Williams: We have to factor climate change into energy mix
As the country pushes to meet its goals within the National Energy Policy of having a modern, efficient, diversified and environmentally sustainable sector, Energy Minister Fayval Williams says the reality and impact of climate change must be at the forefront of everyone’s mind.
Speaking at the opening ceremony of the Jamaica Alternative Energy Conference at Spanish Court Hotel in New Kingston, Williams said that the undeniable phenomenon must be part of any meaningful dialogue on energy solutions.
She reminded the audience that although Jamaica was not a major emitter of carbon and other greenhouse gases, the nation had given its commitment in the Paris Agreement to play its part to keep global temperature rise during this century to less than two per cent above industrial levels.
“We are seeing and feeling the effects of the gradual warming. This makes implementation of alternative energy solutions even more necessary as we try to save ourselves and our Earth. It is clear that our efforts to tackle climate change must include the energy sector transformation into cleaner fuels,” Williams said.
The conference, which continues today, is being funded by the US Department of State, the Bureau of Western Hemisphere Affairs, and the Bureau of Energy Resources.
USAID country representative to Jamaica, Jason Fraser, in highlighting the United States’ role in helping to diversify Jamaica’s energy mix, said that going forward, the focus would be on energy resilience
“USAID and the US government recognise that despite the wonderful progress Jamaica has made, progress is under threat from natural disasters. Jamaica has made tremendous sacrifices to reduce its debt and reform its economy, and yet a single natural disaster could wipe that progress away,” he said.

_WHAT IS NEEDED_:
Echo the climate change and energy article from "Williams: We have" to "of everyone’s mind.", word for word.

_MATERIAL SHOWN_:

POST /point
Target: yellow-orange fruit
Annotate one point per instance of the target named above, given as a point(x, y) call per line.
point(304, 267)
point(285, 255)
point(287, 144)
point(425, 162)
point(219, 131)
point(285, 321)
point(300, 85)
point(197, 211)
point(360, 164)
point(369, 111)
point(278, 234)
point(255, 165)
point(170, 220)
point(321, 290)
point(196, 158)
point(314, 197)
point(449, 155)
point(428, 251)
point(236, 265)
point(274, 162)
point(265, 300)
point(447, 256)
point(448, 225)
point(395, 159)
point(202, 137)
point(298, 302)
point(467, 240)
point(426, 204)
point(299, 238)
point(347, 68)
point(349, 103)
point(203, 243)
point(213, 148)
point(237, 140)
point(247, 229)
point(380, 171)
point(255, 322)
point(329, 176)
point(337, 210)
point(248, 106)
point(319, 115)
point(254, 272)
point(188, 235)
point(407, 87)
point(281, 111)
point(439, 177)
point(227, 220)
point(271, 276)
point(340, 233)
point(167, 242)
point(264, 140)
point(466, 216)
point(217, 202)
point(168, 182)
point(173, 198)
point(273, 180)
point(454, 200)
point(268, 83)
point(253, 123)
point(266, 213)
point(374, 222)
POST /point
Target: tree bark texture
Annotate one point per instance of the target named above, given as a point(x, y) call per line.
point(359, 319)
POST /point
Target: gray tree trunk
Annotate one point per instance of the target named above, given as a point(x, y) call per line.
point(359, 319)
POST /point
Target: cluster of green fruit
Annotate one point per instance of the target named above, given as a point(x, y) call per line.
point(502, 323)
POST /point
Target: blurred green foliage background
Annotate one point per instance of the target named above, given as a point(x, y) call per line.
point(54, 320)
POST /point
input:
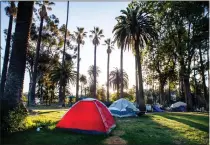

_ANSWER AREA_:
Williams: We have to factor climate change into energy mix
As the country pushes to meet its goals within the National Energy Policy of having a modern, efficient, diversified and environmentally sustainable sector, Energy Minister Fayval Williams says the reality and impact of climate change must be at the forefront of everyone’s mind.